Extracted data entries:
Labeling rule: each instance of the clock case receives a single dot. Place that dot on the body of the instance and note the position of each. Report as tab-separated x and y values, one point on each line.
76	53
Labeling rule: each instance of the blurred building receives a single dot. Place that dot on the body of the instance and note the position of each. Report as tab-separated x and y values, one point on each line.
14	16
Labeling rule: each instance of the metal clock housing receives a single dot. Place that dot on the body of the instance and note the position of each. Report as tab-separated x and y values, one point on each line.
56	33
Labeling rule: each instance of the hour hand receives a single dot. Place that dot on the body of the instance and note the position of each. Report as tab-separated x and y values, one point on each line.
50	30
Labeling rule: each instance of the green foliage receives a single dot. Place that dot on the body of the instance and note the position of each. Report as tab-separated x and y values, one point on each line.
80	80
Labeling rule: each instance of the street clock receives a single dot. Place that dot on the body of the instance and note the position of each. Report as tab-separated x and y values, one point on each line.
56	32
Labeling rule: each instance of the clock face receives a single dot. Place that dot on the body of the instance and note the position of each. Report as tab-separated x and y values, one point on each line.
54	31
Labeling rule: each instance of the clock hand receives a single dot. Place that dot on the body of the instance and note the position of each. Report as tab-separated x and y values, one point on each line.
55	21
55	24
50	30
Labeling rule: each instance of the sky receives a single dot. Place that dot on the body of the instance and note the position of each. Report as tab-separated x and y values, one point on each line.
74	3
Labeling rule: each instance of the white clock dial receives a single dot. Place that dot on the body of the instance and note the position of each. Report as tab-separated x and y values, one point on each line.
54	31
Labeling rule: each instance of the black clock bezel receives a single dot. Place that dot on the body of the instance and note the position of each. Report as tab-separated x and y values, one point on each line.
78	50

## STATED PROBLEM:
Copy the material above back out, exactly as written.

## THE COMPLETED TASK:
Labeling rule: each instance of the clock case receives a single dot. Place that dot on the body of the instance and note the position of each. Report as tab-separated x and y values, one point on each line.
76	53
Labeling rule: each instance of the blurred building receives a single dot. Place that dot on the body of the instance and note the position of each. Report as tab-separated x and y values, one point on each line.
14	16
Labeling rule: each instance of the metal clock housing receives a single dot. Place that dot on the body of the instance and note the position of each. Report as tab-separated x and y values, one point on each line.
56	33
Labeling rule: each instance of the hour hand receives a single dot. Place that dot on the body of the instance and note the position of each. Report as tab-separated x and y values, one point on each line.
50	30
Labeling rule: each instance of the green foliage receives a single dot. Place that dot on the body of the instance and note the position of each. Report as tab-separated x and y values, one point on each line.
80	80
Labeling rule: each instance of the street clock receives a single dot. Place that dot on the body of the instance and note the position of each. Report as tab-separated x and y values, one point on each line.
56	32
Labeling rule: each instance of the clock face receives a single dot. Place that dot on the body of the instance and note the position of each. Report as tab-separated x and y values, one point on each line.
54	31
Labeling rule: each instance of the clock hand receives a single dot. Place that dot on the body of the instance and note the position of each. Report as tab-separated x and y values, one point on each line.
55	21
55	24
50	30
Labeling rule: each instance of the sky receives a single dot. Place that dot on the body of the instance and note the position of each. Report as tab-separated x and y values, one point on each line.
74	3
Labeling rule: each instance of the white clock dial receives a single dot. Place that dot on the body of the instance and note the position of each. Report as tab-separated x and y values, one point on each line.
54	31
Labeling rule: each instance of the black clock bezel receives a single dot. Place that dot on the body of the instance and note the position of each. Report as tab-separated x and y values, one point on each line.
78	50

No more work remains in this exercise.